*Instructions*
(a) Using the passage on Israel and the Palestinian Authority, answer each question below on its own line, with answers marked (i), (ii), (iii) to match.
(i) Roughly how much American aid does the Palestinian Authority receive each year?
(ii) Which party will control both houses of the new Congress?
(iii) How much in tax revenues did Israel freeze, stated in both shekels and dollars?
(b) In the passage on Israel and the Palestinian Authority, condense the paragraph that begins "A senior Israeli official said on Sunday" into a short bulleted list that keeps its main facts.
(c) Translate this sentence from the passage on Israel and the Palestinian Authority into Spanish: "The law regarding the Palestinians initiating action at the ICC is strongly worded and states that President Barack Obama cannot waive a decision to halt aid to the PA."

*Supplied passage*

--- --- ---

Haaretz reports: After freezing the transfer of tax revenues to the Palestinian Authority, Israel is taking additional steps to punish the PA’s for its request to join the International Criminal Court at The Hague.
A senior Israeli official said on Sunday Jerusalem would be contacting pro-Israel members of the U.S. Congress to ensure the enforcement of legislation stipulating that if the Palestinians initiate any action against Israel at the ICC, the State Department would have to stop American aid to the PA, which comes to some $400 million annually. The stop-gap funding bill was passed in Congress last month.
Both houses of the new Congress to be seated later this month will be controlled by the Republican Party, with many key positions filled by senators and representatives who are pro-Israel and anti-Palestinian. The law regarding the Palestinians initiating action at the ICC is strongly worded and states that President Barack Obama cannot waive a decision to halt aid to the PA. [Continue reading…]
Zvi Bar’el writes: The half billion shekels ($128 million) in tax revenues that were to be transferred to the Palestinian Authority, but which were frozen by Israel last Friday, are a little bit less than the amount the PA spends on salaries for its employees in a single month.

--- --- ---

*Material supplied*
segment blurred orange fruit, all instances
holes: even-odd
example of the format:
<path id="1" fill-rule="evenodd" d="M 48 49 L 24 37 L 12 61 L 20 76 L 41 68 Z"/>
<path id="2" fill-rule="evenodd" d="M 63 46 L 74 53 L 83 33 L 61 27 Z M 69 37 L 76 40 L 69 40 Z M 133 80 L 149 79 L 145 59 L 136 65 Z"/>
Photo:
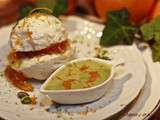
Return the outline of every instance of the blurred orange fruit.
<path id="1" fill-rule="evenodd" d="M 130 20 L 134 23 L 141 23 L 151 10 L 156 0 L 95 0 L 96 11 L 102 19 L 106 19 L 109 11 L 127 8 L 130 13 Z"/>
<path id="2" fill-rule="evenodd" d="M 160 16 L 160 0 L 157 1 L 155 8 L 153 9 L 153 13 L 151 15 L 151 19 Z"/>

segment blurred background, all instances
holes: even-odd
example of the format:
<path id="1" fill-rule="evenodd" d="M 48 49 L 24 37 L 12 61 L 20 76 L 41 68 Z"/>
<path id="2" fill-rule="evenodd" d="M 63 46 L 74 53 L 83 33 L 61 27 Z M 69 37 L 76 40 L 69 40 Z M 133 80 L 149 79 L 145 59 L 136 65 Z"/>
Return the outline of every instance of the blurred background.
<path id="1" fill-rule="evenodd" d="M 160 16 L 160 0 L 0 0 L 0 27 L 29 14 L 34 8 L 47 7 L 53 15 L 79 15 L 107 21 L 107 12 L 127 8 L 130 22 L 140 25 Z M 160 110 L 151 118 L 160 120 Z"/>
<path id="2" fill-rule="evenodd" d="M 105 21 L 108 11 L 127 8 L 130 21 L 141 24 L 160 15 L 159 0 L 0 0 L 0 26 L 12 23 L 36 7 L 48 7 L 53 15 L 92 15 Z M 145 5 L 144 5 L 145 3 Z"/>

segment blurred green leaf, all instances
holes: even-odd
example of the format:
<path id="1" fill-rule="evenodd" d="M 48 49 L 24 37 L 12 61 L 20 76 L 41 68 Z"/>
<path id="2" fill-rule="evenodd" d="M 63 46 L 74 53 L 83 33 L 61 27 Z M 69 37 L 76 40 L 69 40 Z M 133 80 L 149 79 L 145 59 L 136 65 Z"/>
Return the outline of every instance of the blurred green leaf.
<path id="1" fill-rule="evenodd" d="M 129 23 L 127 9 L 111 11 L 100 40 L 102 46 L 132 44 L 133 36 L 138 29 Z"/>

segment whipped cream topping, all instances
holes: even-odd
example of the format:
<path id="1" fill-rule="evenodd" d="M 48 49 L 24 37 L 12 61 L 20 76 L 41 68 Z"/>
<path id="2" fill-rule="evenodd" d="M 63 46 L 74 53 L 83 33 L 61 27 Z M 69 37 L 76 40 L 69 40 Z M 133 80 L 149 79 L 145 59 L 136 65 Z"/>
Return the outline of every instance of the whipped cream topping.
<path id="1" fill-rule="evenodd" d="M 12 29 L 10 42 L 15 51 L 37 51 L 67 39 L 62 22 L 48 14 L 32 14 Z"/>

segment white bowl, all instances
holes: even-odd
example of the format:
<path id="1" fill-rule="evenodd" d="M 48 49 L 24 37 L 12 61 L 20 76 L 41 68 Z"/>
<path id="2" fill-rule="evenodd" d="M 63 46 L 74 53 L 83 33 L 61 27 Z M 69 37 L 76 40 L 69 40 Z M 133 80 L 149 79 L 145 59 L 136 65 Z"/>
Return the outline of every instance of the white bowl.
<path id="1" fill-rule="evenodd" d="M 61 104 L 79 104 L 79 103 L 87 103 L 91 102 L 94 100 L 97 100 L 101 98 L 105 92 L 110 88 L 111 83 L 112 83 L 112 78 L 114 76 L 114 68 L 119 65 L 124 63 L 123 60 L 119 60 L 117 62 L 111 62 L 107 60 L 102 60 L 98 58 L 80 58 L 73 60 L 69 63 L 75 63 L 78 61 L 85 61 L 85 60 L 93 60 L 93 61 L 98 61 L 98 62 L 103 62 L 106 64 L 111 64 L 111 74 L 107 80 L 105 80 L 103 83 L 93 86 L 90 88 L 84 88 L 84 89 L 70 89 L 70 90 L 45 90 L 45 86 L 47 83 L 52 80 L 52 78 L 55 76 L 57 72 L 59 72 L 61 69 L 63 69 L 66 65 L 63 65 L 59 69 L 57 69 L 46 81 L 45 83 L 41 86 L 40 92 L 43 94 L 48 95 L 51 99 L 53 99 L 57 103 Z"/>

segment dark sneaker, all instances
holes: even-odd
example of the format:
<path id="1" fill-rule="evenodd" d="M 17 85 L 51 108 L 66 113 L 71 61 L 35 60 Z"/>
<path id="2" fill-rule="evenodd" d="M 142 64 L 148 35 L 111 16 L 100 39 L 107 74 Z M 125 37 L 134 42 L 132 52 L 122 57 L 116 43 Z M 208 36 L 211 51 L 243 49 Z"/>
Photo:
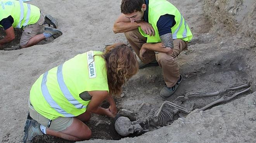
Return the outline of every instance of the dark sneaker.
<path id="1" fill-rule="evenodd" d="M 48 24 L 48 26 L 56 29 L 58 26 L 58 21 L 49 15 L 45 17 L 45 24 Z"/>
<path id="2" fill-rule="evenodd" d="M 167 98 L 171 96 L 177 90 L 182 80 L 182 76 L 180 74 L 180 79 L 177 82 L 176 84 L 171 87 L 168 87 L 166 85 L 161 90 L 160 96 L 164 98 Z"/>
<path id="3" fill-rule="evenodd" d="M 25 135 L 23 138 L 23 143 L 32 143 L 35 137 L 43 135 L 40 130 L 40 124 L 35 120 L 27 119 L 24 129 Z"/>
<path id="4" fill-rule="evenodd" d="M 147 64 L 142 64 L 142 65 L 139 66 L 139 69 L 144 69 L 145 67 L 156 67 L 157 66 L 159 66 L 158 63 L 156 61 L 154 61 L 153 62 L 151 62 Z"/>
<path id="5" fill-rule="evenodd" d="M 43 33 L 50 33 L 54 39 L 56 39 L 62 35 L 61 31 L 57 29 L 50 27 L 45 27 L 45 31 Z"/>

--- --- ---

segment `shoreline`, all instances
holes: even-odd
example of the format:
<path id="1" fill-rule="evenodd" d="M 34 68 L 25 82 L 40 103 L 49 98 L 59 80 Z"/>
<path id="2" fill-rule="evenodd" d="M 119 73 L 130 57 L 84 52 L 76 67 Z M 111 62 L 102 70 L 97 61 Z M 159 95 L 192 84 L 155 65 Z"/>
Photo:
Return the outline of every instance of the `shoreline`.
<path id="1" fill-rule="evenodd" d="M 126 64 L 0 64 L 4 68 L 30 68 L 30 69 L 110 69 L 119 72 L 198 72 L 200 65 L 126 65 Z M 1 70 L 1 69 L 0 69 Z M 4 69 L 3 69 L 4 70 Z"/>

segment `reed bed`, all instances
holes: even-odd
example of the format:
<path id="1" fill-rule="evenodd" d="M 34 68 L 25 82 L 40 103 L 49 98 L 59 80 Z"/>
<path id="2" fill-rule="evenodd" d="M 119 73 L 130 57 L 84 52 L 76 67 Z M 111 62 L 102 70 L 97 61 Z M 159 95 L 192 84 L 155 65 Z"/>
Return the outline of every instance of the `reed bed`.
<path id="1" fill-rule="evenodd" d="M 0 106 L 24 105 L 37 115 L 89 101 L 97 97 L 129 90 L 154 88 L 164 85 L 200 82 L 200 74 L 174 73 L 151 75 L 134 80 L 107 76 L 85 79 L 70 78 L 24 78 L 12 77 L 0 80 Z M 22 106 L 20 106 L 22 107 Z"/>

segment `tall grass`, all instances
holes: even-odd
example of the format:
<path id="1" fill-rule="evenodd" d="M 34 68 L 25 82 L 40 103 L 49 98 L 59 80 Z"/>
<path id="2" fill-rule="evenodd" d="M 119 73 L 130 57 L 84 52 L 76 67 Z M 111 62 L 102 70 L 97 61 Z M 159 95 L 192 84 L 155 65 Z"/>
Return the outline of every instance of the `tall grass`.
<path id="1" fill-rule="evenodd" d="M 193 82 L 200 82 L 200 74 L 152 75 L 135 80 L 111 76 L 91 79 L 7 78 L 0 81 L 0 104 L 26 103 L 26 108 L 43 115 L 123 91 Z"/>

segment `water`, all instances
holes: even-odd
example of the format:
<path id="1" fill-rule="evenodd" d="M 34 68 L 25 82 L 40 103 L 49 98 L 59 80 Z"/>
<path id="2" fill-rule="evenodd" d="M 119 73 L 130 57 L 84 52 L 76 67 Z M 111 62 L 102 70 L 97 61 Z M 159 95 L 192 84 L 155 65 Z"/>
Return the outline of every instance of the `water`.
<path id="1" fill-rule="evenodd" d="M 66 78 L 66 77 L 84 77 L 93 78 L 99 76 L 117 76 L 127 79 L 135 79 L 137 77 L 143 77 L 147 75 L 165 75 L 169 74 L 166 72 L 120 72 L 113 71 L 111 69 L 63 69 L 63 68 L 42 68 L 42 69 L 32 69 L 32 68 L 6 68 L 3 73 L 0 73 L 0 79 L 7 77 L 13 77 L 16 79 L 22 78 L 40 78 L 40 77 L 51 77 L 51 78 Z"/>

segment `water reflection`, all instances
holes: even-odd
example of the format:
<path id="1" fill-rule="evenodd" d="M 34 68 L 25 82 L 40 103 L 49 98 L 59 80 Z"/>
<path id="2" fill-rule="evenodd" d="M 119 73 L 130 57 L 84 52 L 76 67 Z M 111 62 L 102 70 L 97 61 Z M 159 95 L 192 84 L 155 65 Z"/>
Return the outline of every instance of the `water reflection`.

--- --- ---

*Answers*
(a)
(i) Some $400 million annually.
(ii) The Republican Party.
(iii) Half a billion shekels, or $128 million.

(b)
- On Sunday, a senior Israeli official said Jerusalem would contact pro-Israel members of the U.S. Congress.
- The goal is to ensure enforcement of a law requiring the State Department to stop American aid to the PA if the Palestinians initiate any action against Israel at the ICC.
- That aid comes to some $400 million a year.
- The law was part of a stop-gap funding bill that Congress passed last month.

(c) La ley relativa a que los palestinos emprendan acciones ante la CPI está redactada en términos enérgicos y establece que el presidente Barack Obama no puede dejar sin efecto una decisión de suspender la ayuda a la AP.